- Task instructions: Rewrite all of the entries, switching "thickest" to "widest" wherever it appears and leaving everything else unchanged.

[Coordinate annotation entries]
▶
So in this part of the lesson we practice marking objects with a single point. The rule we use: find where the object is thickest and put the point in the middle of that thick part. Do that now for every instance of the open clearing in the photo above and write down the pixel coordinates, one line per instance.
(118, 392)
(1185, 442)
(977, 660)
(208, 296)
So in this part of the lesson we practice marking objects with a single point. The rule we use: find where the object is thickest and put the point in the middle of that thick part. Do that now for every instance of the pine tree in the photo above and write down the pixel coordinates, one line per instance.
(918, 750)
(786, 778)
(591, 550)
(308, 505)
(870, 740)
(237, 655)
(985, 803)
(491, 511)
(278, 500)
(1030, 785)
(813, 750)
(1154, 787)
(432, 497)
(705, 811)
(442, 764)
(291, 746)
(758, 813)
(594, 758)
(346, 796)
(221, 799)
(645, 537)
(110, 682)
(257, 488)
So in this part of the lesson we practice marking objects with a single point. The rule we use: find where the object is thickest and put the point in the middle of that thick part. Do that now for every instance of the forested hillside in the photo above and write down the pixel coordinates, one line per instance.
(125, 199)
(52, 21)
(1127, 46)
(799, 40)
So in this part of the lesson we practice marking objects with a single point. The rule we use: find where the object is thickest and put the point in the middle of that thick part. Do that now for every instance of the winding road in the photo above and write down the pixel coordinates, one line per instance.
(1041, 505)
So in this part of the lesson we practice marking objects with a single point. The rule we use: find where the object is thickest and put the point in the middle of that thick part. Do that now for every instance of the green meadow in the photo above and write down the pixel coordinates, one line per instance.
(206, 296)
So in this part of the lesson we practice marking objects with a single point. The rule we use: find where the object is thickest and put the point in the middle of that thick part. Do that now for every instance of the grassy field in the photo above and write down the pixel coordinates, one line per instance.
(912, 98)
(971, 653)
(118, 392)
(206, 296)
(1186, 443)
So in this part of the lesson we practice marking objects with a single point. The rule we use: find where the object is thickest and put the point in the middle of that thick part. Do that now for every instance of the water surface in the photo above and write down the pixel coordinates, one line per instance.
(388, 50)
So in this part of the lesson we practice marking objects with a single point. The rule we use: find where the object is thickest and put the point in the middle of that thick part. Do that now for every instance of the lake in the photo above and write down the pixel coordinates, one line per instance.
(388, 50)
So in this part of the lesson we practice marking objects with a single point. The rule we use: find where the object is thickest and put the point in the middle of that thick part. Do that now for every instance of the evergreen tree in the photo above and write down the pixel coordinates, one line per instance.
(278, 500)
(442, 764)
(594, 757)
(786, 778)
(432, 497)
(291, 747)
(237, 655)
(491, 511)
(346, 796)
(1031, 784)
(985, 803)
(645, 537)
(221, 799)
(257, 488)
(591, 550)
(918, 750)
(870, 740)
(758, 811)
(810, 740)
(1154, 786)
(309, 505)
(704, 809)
◀
- The reply:
So in this part of the lesson we practice marking objects with a single point. The rule we use: find where the object is widest and put the point in the middle of that thick part. Do that now for every instance of the open clearing in the photo above and write down the pixel coordinates, one line per instance.
(118, 392)
(1185, 442)
(977, 660)
(208, 296)
So in this part of the lesson we practice marking objects with a single point. The rule we use: find where the object is widest and put the point in the middle of that thick part. Do that now for every instance of the pine tree in the photo above and write down the pixel coordinates, one line per instance.
(918, 750)
(786, 778)
(591, 550)
(308, 505)
(870, 740)
(237, 655)
(985, 803)
(491, 511)
(278, 500)
(1030, 785)
(813, 750)
(1154, 787)
(432, 497)
(705, 811)
(442, 764)
(291, 746)
(758, 813)
(594, 758)
(346, 796)
(221, 799)
(645, 537)
(110, 682)
(257, 488)
So in this part of the lesson we practice marking objects with a single point. The rule we use: find where the object is widest and put the point in the middle of that thick part. Do that now for every instance of the forested hillside in the photo above and write down the pixel coordinates, one line per instance.
(125, 199)
(52, 21)
(1127, 46)
(799, 40)
So in this part of the lesson we practice marking objects with a single point. The rule we use: find where the object is widest and put the point in the middle of that thick part. Do that now for every instance of the winding road in the photo above and write down the pixel coordinates, one line per instance.
(1041, 505)
So in this part of the lesson we practice marking objects with a single point. The rule we use: find where the object is widest and put the point in the middle of that thick part. Do that now for every instance of the green meadow in the photo above and write down the pixel coordinates, one line per instance.
(206, 296)
So in this part of the lesson we practice marking objects with a single point. The rule we use: find where the object is widest and put the point in the middle of that thick part. Do that now for every instance of the grassy field in the photo above and write down the pixel coordinates, one line per instance.
(912, 98)
(971, 653)
(118, 392)
(206, 296)
(1186, 443)
So in this part of the lesson we practice marking objects with a single point. The rule we use: find where the object is widest and put the point in the middle of that thick part. Do that now for every instance of the water surface in the photo above and write down the pixel coordinates, one line per instance.
(388, 50)
So in this part of the lesson we practice marking objects with a single point. The rule we use: find where the object is widest and put the point in the middle of that thick part. Do that now for every instance of the lake in the photo above and write down the pixel coordinates, one line per instance.
(388, 50)
So in this part of the lesson we practice marking objects with a single point. The rule we use: find where the object is widest and put the point in the middle of that thick part. Do that now for every instance of the evergreen tree in the photo above and write down the pixel coordinates, one line per instance.
(278, 500)
(442, 764)
(594, 757)
(786, 778)
(432, 497)
(291, 747)
(237, 655)
(491, 511)
(346, 796)
(1031, 784)
(985, 803)
(645, 537)
(221, 799)
(257, 488)
(591, 550)
(918, 750)
(870, 740)
(758, 811)
(810, 740)
(1154, 786)
(309, 505)
(704, 809)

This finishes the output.